__ASSIGNMENT__:
Make an exact copy of the entries, and keep any pictures out of it.

Records from a dataset:
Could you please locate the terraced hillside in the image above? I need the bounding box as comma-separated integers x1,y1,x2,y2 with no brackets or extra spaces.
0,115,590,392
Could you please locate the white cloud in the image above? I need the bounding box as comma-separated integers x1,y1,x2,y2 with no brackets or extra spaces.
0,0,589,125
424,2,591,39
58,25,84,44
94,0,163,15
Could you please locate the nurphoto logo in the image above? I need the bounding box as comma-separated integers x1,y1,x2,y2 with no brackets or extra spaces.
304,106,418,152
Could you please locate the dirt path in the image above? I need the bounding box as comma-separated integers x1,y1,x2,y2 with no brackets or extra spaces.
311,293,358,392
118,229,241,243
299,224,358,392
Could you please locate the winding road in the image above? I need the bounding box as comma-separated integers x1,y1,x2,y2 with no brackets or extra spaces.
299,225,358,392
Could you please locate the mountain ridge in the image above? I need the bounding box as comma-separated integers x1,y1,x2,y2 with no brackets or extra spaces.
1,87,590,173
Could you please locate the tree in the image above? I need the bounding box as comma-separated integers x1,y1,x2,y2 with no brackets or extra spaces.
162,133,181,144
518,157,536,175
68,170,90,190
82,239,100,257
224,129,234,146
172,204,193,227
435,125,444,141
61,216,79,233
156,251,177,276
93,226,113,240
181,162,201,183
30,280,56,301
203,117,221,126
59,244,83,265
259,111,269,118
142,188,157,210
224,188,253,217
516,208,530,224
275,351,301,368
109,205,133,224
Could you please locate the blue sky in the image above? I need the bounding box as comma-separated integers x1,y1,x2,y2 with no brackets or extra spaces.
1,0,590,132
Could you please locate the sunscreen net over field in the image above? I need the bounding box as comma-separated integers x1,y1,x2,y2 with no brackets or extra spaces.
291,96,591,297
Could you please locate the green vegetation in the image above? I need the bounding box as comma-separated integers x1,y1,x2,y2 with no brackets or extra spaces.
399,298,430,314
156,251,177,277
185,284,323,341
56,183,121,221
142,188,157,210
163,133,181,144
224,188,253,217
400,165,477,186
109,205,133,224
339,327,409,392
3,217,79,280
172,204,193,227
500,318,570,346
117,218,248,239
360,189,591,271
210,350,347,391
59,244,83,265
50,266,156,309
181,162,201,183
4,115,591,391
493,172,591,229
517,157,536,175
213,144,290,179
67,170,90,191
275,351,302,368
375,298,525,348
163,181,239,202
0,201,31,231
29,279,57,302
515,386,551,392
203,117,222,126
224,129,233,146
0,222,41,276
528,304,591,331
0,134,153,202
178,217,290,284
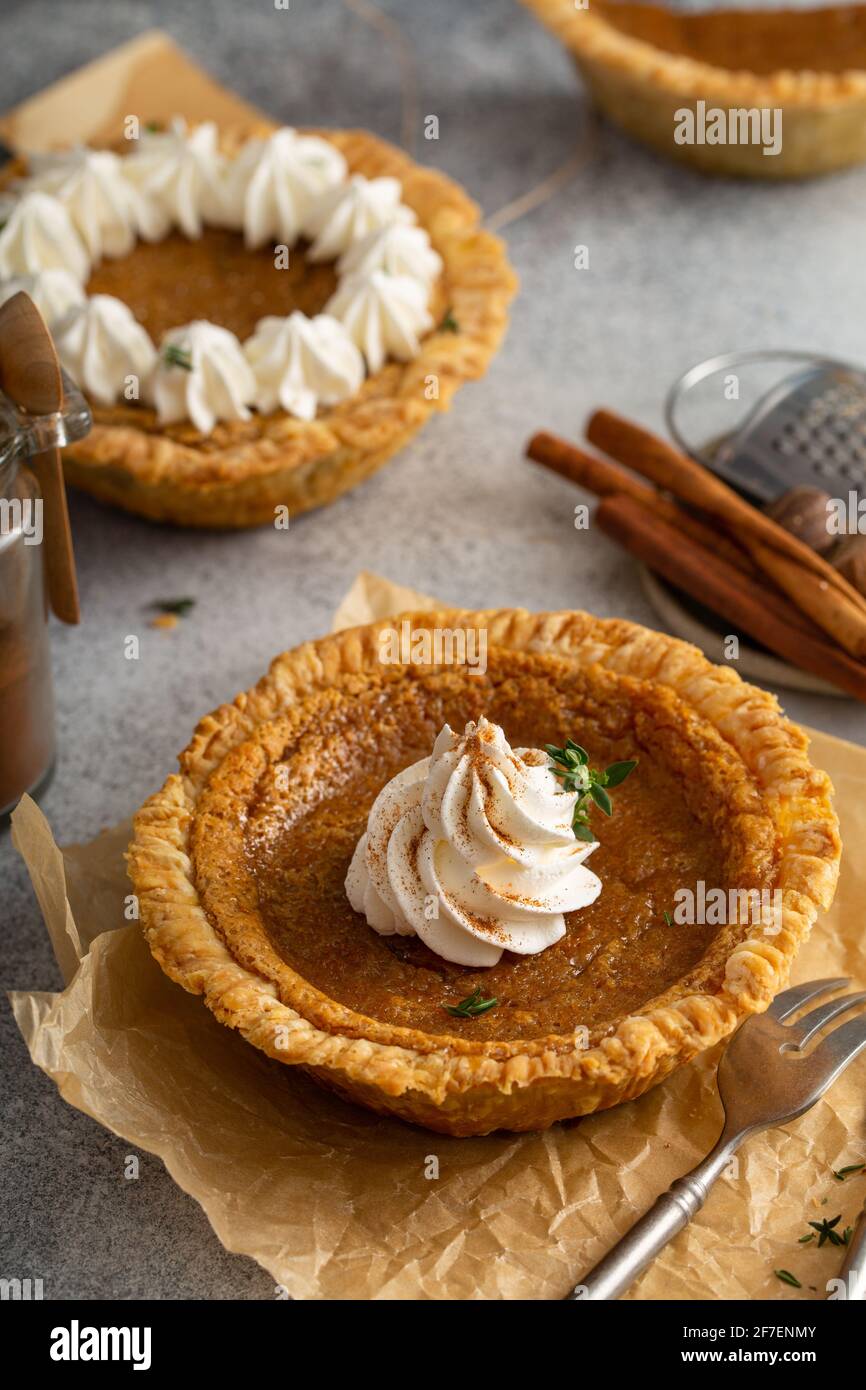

__SOLUTION TO THIS EXERCISE__:
Could you please locate the terraced hillside in the image above? I need the bounding box as comma-separated integers x1,y1,x2,y2 with no brackets or extra spaces.
0,115,590,392
Could you please locate the white cloud in the image above? I need the bounding box as comma-separated integers x1,y1,x2,y2 with no brackets or extra spaces.
0,0,589,125
424,2,591,39
58,25,84,44
94,0,163,15
Could you please locate the nurphoto logo in the image above? I need the bounding box as comma-separated integers x1,y1,x2,y2 with no brackets or extra spaces.
304,106,418,152
Could you please locate the dirt path in the image above? I need the bounding box as comma-separated integers x1,y1,x2,y2 with no brackets or extra spaces.
311,293,358,392
118,229,241,243
299,224,358,392
Could you please locate the winding road in the image above? I need the bounding box as comma-separated integers x1,y1,x2,y2 with no brackets or extra spaces.
299,225,358,392
Could you please locate the mountain ridge in the image above? I need the bounding box as comma-separated integers x1,y1,x2,y2 with no brackets or extra spaces.
1,87,590,173
Could you please locate the tree in the image above? I need the bounding box as comma-separated integers x1,y1,x2,y2 with no brackets or extra spaces.
162,133,181,144
518,157,536,175
68,170,90,190
82,239,100,257
224,129,234,146
172,204,193,227
435,125,444,141
61,216,79,233
156,251,177,276
93,226,113,240
181,162,201,183
30,280,56,301
203,117,221,126
59,244,83,265
259,111,269,118
142,188,157,210
224,188,253,217
516,208,530,224
275,351,301,368
109,205,133,224
Could you please locate the blue sky in the image above? I need the bounding box as comma-separated integers x1,y1,x2,y2 with no brackets or extra spaces.
1,0,590,132
Could you please locate the sunscreen net over field in the image above? I need the bounding box as comma-separated integers x1,y1,x2,y2 with no brackets or extra spaces.
291,96,591,297
Could you please locate the green vegetation in the image above? I need the bounding box as comma-separated integers x1,y1,x2,y2 with no brackets or extra spaces.
399,298,430,314
156,251,177,277
185,284,323,341
56,183,121,221
142,188,157,210
163,133,181,144
224,188,253,217
400,165,477,186
109,205,133,224
339,327,409,392
3,217,79,280
172,204,193,227
500,318,570,346
117,218,248,239
360,189,591,271
210,350,347,391
59,244,83,265
50,266,156,309
181,162,201,183
4,115,591,391
493,172,591,229
517,157,536,175
213,144,290,179
67,170,90,191
275,351,302,368
375,298,525,348
163,181,239,202
0,201,31,231
29,279,57,302
515,386,551,392
203,117,222,126
224,129,233,146
0,222,41,276
528,304,591,331
0,134,153,202
178,217,290,284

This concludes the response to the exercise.